*Exercise aim*
Below are the records; extract from them the line containing "# test: pin the rhinoceros" to the line containing "like point(290, 490)", both lines included, exactly and with no pictures.

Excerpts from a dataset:

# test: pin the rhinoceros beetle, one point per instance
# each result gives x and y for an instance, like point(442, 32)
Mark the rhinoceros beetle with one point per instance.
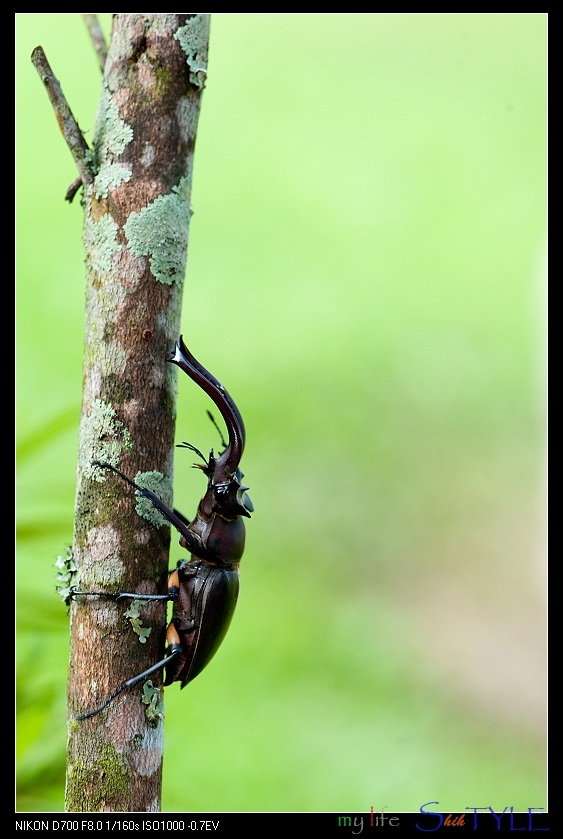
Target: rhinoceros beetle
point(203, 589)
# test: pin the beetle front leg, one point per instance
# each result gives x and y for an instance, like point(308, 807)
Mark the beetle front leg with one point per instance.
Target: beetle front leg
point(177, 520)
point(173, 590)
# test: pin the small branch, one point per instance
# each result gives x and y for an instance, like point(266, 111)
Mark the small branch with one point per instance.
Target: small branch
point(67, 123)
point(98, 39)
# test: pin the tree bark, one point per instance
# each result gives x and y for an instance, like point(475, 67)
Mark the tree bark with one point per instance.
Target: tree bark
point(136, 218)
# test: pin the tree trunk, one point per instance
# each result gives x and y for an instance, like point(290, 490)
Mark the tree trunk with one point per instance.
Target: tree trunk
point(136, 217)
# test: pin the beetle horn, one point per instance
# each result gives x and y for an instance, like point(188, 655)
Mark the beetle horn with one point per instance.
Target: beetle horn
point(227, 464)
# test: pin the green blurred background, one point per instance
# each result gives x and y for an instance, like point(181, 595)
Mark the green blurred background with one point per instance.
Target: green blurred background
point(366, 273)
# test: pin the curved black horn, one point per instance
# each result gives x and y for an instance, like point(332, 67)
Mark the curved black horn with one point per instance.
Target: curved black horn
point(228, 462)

==

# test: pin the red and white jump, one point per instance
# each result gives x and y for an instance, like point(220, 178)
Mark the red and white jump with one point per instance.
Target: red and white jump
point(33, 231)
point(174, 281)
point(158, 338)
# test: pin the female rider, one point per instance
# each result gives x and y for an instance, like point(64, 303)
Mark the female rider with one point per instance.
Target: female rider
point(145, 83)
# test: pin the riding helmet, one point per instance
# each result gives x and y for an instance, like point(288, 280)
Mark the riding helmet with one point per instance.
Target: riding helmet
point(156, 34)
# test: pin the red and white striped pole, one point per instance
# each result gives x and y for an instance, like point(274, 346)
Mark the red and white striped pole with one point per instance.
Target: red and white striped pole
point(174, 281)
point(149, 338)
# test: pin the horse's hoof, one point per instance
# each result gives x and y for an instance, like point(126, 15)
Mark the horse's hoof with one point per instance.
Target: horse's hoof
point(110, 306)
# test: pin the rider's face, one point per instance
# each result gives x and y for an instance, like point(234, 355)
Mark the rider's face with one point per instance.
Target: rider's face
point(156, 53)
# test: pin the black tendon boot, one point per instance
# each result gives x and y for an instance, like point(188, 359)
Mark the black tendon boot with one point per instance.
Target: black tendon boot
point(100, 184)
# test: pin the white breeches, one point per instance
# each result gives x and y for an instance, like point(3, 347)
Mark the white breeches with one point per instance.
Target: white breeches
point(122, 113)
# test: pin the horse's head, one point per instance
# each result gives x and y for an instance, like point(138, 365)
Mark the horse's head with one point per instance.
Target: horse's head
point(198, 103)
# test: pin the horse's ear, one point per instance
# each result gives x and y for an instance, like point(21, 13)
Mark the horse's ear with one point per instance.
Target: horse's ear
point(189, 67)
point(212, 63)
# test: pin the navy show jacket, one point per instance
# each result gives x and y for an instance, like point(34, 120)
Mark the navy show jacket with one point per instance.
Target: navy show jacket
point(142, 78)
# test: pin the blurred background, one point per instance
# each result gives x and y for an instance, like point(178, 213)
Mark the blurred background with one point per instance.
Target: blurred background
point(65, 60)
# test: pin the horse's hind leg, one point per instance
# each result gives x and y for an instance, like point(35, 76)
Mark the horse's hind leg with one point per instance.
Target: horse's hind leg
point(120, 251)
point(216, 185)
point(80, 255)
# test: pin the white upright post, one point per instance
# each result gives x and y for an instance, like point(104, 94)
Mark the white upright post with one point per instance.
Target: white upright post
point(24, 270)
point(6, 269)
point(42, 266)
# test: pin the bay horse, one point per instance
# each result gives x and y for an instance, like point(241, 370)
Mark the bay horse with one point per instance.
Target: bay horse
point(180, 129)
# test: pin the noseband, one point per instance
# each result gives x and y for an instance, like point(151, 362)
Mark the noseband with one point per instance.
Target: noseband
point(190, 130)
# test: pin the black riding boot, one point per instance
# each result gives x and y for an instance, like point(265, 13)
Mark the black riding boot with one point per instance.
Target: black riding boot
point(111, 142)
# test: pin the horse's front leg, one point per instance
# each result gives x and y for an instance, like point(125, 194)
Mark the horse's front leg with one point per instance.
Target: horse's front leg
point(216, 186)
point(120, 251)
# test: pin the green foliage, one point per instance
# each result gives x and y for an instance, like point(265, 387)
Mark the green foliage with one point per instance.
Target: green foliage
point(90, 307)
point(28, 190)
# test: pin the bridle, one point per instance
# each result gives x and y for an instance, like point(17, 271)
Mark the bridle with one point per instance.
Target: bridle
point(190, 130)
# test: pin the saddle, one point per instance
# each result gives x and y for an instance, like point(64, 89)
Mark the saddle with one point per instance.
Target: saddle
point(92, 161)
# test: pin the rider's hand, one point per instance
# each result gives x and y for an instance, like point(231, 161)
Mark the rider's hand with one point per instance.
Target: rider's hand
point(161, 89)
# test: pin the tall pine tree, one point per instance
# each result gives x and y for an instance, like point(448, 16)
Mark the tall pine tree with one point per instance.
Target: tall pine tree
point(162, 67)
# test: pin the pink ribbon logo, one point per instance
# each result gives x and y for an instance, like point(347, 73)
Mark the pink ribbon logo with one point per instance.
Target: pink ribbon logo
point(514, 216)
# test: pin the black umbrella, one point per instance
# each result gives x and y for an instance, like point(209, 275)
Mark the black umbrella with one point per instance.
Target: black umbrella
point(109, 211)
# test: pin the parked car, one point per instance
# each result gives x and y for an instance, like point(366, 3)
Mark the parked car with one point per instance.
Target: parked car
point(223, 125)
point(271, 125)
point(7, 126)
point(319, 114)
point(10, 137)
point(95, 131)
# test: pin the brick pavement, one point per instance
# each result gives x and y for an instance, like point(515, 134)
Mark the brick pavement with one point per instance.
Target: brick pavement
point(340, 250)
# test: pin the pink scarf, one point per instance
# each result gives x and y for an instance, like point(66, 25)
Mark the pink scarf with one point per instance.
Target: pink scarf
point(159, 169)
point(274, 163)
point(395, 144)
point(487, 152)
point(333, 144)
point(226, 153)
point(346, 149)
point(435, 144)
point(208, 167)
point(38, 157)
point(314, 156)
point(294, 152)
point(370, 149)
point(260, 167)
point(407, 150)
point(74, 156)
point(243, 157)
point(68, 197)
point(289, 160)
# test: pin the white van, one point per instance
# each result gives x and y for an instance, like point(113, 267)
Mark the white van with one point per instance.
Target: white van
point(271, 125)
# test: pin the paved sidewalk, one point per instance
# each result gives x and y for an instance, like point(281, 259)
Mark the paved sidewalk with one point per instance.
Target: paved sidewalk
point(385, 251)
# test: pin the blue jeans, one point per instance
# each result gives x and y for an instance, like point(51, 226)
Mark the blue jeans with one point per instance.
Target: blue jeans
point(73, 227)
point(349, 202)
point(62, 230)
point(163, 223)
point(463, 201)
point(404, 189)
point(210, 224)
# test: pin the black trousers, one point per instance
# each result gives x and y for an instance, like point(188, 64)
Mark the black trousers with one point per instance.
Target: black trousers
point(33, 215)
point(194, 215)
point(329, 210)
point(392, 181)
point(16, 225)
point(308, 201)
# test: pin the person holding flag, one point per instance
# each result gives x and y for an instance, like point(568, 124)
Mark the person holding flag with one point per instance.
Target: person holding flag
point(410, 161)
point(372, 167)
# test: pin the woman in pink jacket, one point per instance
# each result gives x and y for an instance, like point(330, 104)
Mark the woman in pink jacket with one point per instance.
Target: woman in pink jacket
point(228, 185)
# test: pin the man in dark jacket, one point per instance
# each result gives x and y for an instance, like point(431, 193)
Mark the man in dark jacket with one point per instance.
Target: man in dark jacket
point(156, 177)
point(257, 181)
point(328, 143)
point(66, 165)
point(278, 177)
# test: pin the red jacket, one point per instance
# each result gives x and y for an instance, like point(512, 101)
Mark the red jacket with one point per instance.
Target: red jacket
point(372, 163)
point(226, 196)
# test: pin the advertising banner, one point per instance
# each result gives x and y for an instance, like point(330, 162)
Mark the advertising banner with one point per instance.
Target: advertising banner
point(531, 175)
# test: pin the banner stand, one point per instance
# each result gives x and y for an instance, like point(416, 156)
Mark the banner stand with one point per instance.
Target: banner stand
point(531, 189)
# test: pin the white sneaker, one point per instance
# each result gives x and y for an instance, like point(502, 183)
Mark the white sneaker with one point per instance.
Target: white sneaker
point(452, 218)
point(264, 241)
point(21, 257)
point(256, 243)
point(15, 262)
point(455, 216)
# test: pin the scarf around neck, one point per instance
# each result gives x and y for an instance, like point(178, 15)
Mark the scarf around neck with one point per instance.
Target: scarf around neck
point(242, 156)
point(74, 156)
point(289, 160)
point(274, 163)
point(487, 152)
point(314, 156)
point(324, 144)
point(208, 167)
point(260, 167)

==

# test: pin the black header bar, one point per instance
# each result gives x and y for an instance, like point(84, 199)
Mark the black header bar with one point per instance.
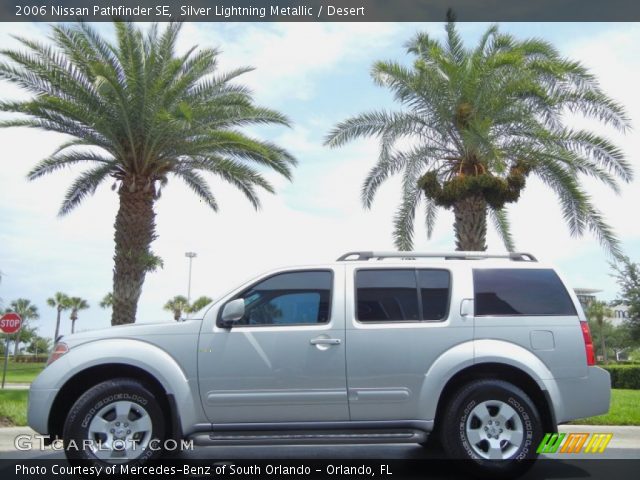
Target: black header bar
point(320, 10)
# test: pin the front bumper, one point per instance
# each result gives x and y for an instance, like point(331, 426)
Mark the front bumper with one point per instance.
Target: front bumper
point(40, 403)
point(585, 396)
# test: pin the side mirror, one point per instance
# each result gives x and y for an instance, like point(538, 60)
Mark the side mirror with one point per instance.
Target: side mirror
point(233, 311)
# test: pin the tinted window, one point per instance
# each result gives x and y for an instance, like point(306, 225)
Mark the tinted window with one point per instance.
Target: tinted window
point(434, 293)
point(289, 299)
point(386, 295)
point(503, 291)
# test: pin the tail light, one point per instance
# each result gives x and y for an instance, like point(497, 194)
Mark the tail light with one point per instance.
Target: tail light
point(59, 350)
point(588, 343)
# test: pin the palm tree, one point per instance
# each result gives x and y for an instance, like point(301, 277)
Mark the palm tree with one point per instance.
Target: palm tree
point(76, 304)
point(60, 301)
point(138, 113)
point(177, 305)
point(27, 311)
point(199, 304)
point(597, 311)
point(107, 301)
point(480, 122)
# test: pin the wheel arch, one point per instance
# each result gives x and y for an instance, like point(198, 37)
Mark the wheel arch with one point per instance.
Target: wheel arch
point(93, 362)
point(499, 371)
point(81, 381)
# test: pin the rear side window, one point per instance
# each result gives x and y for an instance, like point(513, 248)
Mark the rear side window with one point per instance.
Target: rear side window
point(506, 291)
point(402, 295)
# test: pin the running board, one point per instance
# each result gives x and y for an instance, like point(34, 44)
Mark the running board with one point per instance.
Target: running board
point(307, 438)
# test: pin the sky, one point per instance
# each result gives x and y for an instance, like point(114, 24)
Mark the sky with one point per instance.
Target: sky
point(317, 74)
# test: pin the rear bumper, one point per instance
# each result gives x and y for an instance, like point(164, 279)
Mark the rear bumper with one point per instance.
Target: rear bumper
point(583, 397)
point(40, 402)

*Response for this exercise*
# test: pin the rhinoceros beetle, one point per instance
# each result gives x and y for an instance, like point(442, 32)
Mark the rhinoceros beetle with one point per instance.
Target: rhinoceros beetle
point(203, 589)
# test: pin the beetle front leg, one point per instance
# each result gives x and y for an instance, like point(308, 807)
Mark the beetle front leg with one point per instance.
Target: beetle front leg
point(177, 520)
point(173, 590)
# test: pin the small branch, one point per instance
# each result gives x and y for an instance, like point(266, 111)
Mark the small branch with one point per instance.
Target: small branch
point(67, 123)
point(98, 39)
# test: pin the tree bark, one point per instance
# each result gives x and y for an instance, like point(475, 67)
Mark the tree bark with one point per instance.
Target: tree bark
point(136, 218)
# test: pin the tree trunk, one point per instance
# each result gives x and y for an instance, like point(290, 490)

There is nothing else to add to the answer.